Understanding Heart Disease
Heart disease is the leading cause of death in the United States, affecting more than 30 million people each year. To help educate individuals about heart disease and ways to reduce your risk of developing a chronic heart condition, the American Heart Association dedicates the month of February to American Heart Month. February is the perfect time of year to learn about heart disease and start taking precautions to reduce your risk.
Types of Heart Disease
Heart disease refers to a group of conditions that affect the heart’s ability to function. Common heart diseases include coronary artery disease, congestive heart failure, arrhythmias, and heart valve disease.
Coronary Artery Disease
Coronary artery disease is the most common form of heart disease. Coronary arteries supply the heart with blood and nutrients. Coronary artery disease is when those arteries are damaged, usually due to plaques or inflammation blocking or limiting blood traveling to the heart. This condition can develop throughout many years, so many individuals don’t experience symptoms right away. As the disease progresses, it may cause chest pain, difficulty breathing, and heart attacks. Risk factors for coronary artery disease include smoking, high blood pressure, high cholesterol, and diabetes. It’s also more common to develop in senior men with a family history of heart diseases.
Congestive Heart Failure
Congestive heart failure is when the heart is not pumping blood as well as it should. Coronary artery disease and high blood pressure can cause heart failure. People with heart failure may experience shortness of breath, fatigue, swelling in the legs and feet, irregular heartbeat, persistent coughing, rapid weight gain, nausea, or chest pain. Heart failure can be a medical emergency, so contact medical professionals immediately if you’re experiencing sudden signs of heart failure.
An arrhythmia is an irregular heart, either when the heart is beating too fast or too slow. It can also mean the heart is beating in an irregular pattern. Arrhythmia symptoms include chest fluttering, chest pain, and shortness of breath. Heart arrhythmias may also come with anxiety, fatigue, or fainting. Heart arrhythmia can happen to anyone at any age, but it is more common in those with high blood pressure, diabetes, congenital heart disease, or coronary artery disease. If left untreated, arrhythmias can increase the risk of blood clots, leading to a stroke.

**Questions to answer:**
[1] Copy the heart disease text from "Types of Heart" to "heart valve disease.".
[2] Continue the heart disease text, starting after its final sentence.

**Source information:**
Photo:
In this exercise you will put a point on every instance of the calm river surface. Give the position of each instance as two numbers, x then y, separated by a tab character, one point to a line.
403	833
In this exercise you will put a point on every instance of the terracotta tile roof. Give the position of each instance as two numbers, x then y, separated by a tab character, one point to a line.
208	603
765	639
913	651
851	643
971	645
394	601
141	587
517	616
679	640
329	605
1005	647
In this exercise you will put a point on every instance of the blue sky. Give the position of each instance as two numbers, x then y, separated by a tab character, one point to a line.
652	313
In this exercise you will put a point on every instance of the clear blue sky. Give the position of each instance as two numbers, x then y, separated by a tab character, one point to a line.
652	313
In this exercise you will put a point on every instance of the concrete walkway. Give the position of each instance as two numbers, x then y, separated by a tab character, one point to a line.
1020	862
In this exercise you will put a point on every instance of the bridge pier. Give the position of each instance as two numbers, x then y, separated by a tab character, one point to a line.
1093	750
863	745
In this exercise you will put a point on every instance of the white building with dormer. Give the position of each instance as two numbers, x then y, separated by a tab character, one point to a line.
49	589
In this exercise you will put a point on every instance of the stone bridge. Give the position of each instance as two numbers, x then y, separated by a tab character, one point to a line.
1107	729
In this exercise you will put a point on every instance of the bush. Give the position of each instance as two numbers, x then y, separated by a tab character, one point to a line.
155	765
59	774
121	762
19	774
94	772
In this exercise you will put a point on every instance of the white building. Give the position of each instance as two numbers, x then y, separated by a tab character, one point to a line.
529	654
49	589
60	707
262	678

...

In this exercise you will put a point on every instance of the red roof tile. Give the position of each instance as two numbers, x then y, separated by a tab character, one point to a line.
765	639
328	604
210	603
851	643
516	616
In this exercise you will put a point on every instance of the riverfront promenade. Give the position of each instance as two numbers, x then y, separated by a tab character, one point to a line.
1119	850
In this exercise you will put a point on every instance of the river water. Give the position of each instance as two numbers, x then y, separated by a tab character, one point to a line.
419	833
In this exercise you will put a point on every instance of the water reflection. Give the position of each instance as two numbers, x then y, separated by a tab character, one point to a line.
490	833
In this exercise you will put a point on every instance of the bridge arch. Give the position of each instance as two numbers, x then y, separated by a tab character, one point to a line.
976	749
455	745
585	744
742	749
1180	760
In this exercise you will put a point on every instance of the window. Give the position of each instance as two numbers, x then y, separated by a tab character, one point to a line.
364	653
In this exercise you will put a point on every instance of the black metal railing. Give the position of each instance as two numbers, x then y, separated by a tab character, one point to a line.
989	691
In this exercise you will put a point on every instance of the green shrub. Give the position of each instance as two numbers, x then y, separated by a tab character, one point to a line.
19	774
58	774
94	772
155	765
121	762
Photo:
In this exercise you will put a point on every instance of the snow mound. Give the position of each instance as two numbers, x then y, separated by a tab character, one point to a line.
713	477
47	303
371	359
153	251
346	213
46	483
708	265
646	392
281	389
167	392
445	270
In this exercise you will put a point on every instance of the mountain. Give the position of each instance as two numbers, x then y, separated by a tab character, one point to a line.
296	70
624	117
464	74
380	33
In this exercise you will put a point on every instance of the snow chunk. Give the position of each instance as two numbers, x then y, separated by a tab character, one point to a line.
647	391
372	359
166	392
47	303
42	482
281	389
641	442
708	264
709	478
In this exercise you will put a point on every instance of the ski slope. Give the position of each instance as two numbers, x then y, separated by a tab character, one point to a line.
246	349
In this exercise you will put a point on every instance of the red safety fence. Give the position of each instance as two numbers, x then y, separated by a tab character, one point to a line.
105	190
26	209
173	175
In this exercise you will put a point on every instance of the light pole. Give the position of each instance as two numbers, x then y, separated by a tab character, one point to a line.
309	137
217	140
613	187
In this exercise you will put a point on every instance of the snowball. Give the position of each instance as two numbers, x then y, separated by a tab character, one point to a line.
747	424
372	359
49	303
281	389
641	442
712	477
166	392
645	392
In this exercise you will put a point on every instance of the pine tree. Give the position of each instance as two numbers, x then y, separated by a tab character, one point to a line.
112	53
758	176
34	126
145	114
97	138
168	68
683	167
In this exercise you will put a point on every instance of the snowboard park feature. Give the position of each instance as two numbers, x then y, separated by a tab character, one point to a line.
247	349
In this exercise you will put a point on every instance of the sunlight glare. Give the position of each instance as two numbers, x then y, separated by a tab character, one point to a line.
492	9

**Expected results:**
[1]
Types of Heart Disease
Heart disease refers to a group of conditions that affect the heart’s ability to function. Common heart diseases include coronary artery disease, congestive heart failure, arrhythmias, and heart valve disease.

[2]
Heart Valve Disease
Heart valve disease is most common in older adults with a history of heart complications and high blood pressure. The heart has four valves that keep blood flowing through the heart and the rest of the body. Heart valve disease is one when one of those valves is not working correctly. In some people, the early stages of heart valve disease cause no symptoms. However, some people experience chest pain, abdominal swelling, fatigue, shortness of breath, fainting, dizziness, and an irregular heartbeat. Heart valve disease can lead to heart failure, stroke, and blood clots.
Preventing Heart Disease
Heart disease is not an inevitable condition. You can make many simple lifestyle changes to reduce your chances of heart disease significantly.
- Maintain a healthy weight. A healthy weight reduces your chances of obesity and high blood pressure, two leading risk factors for heart disease. Incorporate daily movement into your routine and eat more fresh produce and lean meats instead of heavily processed foods.
- Stop smoking. Smoking is a primary risk factor for many heart diseases and other health conditions. Smoking is an addictive habit, so talk to your doctor about treatment options if you have trouble quitting.
- Visit your doctor. Early detection is key to intervening with heart disease before it progresses. Visiting your doctor regularly and being honest with them about your lifestyle and any symptoms you may experience.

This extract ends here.